[Items]:
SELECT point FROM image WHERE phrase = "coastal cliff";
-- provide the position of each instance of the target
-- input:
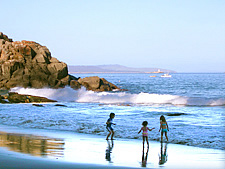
(29, 64)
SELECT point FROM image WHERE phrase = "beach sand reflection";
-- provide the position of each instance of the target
(33, 145)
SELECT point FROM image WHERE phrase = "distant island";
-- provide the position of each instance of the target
(114, 69)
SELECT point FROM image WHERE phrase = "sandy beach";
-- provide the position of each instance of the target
(23, 148)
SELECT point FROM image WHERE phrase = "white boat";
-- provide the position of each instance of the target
(166, 75)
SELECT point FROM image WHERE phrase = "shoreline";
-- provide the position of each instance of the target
(76, 150)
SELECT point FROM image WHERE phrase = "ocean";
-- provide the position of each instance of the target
(193, 104)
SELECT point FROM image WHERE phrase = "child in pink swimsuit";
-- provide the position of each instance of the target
(145, 132)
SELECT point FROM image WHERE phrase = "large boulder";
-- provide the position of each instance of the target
(29, 64)
(97, 84)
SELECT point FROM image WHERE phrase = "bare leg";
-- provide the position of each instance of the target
(108, 135)
(143, 142)
(147, 142)
(161, 136)
(166, 136)
(112, 135)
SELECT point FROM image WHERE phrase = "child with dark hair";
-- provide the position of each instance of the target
(164, 127)
(109, 126)
(145, 132)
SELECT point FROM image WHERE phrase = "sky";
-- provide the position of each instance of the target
(180, 35)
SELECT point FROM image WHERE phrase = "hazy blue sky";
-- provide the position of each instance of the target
(182, 35)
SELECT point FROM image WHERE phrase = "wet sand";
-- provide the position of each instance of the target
(23, 148)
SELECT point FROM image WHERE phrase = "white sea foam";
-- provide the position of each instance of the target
(82, 95)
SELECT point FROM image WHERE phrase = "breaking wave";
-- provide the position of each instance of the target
(68, 94)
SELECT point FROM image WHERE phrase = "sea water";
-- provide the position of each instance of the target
(193, 104)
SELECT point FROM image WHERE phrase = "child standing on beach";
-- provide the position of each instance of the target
(164, 127)
(109, 126)
(145, 132)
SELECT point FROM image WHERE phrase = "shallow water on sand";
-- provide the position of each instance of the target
(193, 104)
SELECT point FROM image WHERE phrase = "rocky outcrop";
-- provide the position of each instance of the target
(97, 84)
(29, 64)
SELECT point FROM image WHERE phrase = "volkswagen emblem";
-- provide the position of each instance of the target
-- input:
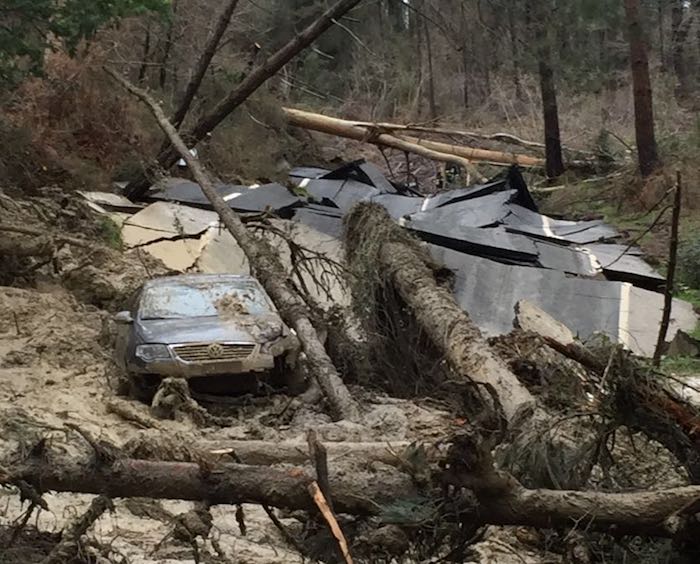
(215, 350)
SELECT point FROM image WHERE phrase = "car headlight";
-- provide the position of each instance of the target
(149, 353)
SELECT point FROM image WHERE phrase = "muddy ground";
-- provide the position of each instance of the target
(56, 369)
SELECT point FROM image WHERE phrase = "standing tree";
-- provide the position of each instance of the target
(548, 89)
(28, 29)
(643, 105)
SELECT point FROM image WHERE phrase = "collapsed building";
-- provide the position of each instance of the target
(492, 236)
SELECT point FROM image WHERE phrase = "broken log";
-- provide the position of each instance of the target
(342, 128)
(67, 549)
(635, 396)
(449, 328)
(502, 501)
(268, 453)
(430, 149)
(257, 77)
(200, 69)
(485, 155)
(669, 288)
(501, 137)
(266, 267)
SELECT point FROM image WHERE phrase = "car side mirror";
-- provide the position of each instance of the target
(123, 318)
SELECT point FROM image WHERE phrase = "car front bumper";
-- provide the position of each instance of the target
(175, 367)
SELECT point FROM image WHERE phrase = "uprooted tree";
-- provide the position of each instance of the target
(266, 266)
(169, 155)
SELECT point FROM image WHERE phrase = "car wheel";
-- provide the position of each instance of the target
(291, 377)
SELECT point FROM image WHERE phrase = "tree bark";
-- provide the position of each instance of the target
(146, 51)
(550, 110)
(448, 327)
(670, 289)
(68, 548)
(374, 133)
(267, 269)
(642, 403)
(643, 105)
(203, 63)
(548, 91)
(165, 59)
(268, 453)
(342, 128)
(502, 501)
(465, 55)
(432, 104)
(168, 157)
(680, 28)
(515, 52)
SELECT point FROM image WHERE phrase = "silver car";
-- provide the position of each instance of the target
(205, 328)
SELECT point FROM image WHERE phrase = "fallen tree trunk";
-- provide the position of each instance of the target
(203, 63)
(267, 453)
(449, 328)
(267, 269)
(439, 151)
(342, 128)
(207, 123)
(501, 137)
(501, 500)
(541, 452)
(638, 399)
(485, 155)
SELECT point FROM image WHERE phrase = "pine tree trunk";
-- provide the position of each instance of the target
(515, 53)
(207, 123)
(431, 75)
(165, 59)
(643, 104)
(146, 50)
(465, 56)
(550, 110)
(203, 63)
(680, 29)
(662, 34)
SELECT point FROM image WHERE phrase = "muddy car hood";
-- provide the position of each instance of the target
(244, 328)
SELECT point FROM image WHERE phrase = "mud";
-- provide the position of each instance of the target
(56, 369)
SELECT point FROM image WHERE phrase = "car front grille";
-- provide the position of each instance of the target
(214, 352)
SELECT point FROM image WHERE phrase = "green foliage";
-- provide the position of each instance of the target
(29, 27)
(681, 365)
(111, 233)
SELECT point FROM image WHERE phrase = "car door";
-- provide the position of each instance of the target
(125, 334)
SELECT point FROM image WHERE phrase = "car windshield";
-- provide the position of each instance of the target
(206, 299)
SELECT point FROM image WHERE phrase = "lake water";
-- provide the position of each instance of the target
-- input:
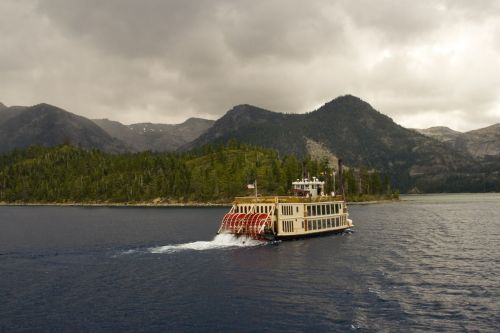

[Stated task]: Return every line of the records that contains the word "trunk", and note that case counts.

[Finished exercise]:
SELECT point FROM image WHERE phrase = "fallen tree trunk";
SELECT point FROM image WHERE phrase = "pine tree trunk";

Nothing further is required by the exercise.